▸ **Tasks for this exercise**
A. Copy a passage from the conduit cover kit description below word for word, starting at "The inventive surgical and anesthesia conduit cover kit is" and ending after "to healthcare workers.".
B. Answer these questions from the conduit cover kit description below:
(i) What does the dispenser include for securing the tubing member to the accordion-type hose?
(ii) By what two means may the segments of the tubing member be divided?
(iii) What is FIG. 8 a perspective view of?

The inventive surgical and anesthesia conduit cover kit is a disposable barrier kit developed to protect the forced air warmer's hose from environmental contamination. In so doing, the inventive kit reduces costs incurred from unnecessary hose replacement, as well as man-hours lost on timely and imperfect disinfecting routines. More importantly, without the possibility of contamination by blood and body fluids, the equipment cannot serve as a potential reservoir for infectious and pathogenic microorganisms and potentially eliminates the danger to patients and to healthcare workers.
The inventive surgical and anesthesia conduit cover kit for infection control in the operating room environment comprises a tubing member sized to fit over a forced air warming unit accordion-type hose. The tubing member is sufficiently long to substantially cover the length of the accordion-type hose. A dispenser is provided to contain and dispense the tubing member. The dispenser includes fasteners for securing the tubing member to the accordion-type hose. The dispenser can be removably wall mounted or may be placed on a flat surface.
The tubing member can be provided in individual segments, sized according to the length of the accordion-type hose to be covered. The segments may be divided by cutting or with pre-fabricated perforations.

BRIEF DESCRIPTION OF THE DRAWINGS

FIG. 1 is a perspective view of the inventive anesthesia conduit cover kit;

FIG. 2 is a perspective view showing the conduit cover as used on an accordion-type hose on a forced air warming unit with a patient;

FIG. 3 is a perspective view showing the conduit cover as used on an accordion-type hose;

FIG. 4 is a perspective view of a polymer snap type gripping fastener;

FIG. 4A is a perspective view of an open-ended polymer fastener;

FIG. 5 is a perspective view of a polymer ratcheting gripping fastener;

FIG. 6 is a perspective view of an alternative polymer snap type gripping fastener;

FIG. 7 is a perspective view of a hook and loop type strap fastener;

FIG. 8 is a perspective view of a zip tie;

FIG. 9 is a perspective view of a wall-mounted, flat frame dispenser;

FIG. 10 is a perspective view of a dispenser having a wire frame and separator;

FIG. 11 is a perspective view of a molded dispenser including a fastener container;

FIG. 12 is a perspective view of a low profile molded dispenser;

FIG. 13 is a perspective view of a dispenser having a serrated cutting edge and a fastener container; and

FIG. 14 is a perspective view of a dispenser having a slotted top and a fastener container.

▸ **Records**
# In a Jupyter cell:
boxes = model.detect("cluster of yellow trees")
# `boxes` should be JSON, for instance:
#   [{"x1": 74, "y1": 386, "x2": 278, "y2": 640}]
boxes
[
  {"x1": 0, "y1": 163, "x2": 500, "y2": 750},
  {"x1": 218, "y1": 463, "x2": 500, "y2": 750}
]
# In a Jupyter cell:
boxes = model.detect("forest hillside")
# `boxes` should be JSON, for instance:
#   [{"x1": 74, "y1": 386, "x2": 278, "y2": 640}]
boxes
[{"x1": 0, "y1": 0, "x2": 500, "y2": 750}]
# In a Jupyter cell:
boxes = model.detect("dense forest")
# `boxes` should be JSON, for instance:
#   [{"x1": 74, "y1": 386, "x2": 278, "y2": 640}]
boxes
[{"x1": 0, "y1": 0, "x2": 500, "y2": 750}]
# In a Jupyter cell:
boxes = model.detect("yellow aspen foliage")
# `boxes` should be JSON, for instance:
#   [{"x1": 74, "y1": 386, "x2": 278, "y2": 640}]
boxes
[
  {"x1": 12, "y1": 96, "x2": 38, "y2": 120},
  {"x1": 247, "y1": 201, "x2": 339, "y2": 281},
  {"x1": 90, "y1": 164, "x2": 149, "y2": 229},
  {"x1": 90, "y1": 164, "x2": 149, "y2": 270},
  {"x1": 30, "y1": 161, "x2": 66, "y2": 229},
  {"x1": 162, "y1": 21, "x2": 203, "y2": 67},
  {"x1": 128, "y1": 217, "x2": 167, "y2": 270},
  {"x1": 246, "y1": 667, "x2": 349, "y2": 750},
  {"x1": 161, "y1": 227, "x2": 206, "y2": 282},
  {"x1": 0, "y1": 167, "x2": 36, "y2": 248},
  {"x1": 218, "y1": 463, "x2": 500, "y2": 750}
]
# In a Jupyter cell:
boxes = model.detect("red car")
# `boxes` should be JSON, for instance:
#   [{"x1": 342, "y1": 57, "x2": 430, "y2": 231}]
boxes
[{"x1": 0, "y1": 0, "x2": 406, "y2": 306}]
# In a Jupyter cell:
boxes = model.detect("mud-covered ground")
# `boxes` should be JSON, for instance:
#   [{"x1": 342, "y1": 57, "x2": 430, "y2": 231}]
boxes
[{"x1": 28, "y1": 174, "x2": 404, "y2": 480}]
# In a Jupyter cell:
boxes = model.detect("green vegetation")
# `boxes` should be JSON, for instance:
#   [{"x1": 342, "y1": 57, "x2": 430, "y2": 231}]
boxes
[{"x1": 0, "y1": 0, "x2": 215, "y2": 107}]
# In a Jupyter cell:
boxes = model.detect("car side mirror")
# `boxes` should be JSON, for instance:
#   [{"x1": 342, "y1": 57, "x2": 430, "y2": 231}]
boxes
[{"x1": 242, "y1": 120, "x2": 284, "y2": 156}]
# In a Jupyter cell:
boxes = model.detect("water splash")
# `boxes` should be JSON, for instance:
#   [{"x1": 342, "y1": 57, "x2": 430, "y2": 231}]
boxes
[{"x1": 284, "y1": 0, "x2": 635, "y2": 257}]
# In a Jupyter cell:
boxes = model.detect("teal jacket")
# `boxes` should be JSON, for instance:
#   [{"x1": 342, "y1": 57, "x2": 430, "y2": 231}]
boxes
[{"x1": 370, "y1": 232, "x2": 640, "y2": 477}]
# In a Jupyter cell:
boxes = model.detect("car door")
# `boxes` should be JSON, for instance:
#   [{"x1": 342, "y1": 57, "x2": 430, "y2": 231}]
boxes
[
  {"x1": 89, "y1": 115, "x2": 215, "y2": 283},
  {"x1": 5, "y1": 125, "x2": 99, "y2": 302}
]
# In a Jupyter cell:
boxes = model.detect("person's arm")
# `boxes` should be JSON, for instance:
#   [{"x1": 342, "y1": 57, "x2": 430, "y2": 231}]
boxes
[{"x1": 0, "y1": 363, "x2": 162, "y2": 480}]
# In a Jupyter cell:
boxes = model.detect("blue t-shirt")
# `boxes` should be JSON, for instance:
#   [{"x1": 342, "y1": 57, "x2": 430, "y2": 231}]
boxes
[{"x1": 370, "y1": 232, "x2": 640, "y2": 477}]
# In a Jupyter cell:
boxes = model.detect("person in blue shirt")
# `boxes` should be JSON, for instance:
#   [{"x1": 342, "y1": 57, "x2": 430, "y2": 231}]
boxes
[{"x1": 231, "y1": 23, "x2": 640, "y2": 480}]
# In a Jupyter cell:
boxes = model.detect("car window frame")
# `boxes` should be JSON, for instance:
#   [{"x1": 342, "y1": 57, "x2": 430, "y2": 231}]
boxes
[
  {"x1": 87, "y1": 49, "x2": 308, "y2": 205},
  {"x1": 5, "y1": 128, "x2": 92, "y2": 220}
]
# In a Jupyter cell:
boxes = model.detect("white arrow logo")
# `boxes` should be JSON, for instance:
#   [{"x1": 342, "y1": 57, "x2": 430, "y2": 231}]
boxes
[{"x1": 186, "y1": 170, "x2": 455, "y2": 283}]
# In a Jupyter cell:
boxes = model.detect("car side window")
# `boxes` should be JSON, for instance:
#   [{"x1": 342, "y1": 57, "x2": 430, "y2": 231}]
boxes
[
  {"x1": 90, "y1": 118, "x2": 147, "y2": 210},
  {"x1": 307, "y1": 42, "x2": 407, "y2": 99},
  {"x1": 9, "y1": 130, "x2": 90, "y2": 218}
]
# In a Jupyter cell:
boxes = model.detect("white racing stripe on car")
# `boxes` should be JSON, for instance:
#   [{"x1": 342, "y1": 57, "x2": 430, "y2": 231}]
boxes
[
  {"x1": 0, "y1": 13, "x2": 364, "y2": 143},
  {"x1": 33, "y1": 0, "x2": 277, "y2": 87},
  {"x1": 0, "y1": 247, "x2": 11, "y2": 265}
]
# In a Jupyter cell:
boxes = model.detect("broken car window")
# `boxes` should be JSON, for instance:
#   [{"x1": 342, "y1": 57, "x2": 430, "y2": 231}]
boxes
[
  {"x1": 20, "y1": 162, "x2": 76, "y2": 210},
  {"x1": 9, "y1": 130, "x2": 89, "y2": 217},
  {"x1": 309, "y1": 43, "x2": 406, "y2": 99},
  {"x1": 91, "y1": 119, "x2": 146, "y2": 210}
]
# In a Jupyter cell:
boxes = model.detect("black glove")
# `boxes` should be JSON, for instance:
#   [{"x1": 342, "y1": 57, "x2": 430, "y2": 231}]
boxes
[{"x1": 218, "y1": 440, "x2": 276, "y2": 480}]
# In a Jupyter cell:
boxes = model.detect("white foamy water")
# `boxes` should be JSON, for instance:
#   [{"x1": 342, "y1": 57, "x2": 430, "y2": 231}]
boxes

▸ **Solution list**
A.
The inventive surgical and anesthesia conduit cover kit is a disposable barrier kit developed to protect the forced air warmer's hose from environmental contamination. In so doing, the inventive kit reduces costs incurred from unnecessary hose replacement, as well as man-hours lost on timely and imperfect disinfecting routines. More importantly, without the possibility of contamination by blood and body fluids, the equipment cannot serve as a potential reservoir for infectious and pathogenic microorganisms and potentially eliminates the danger to patients and to healthcare workers.

B.
(i) Fasteners.
(ii) By cutting or with pre-fabricated perforations.
(iii) A zip tie.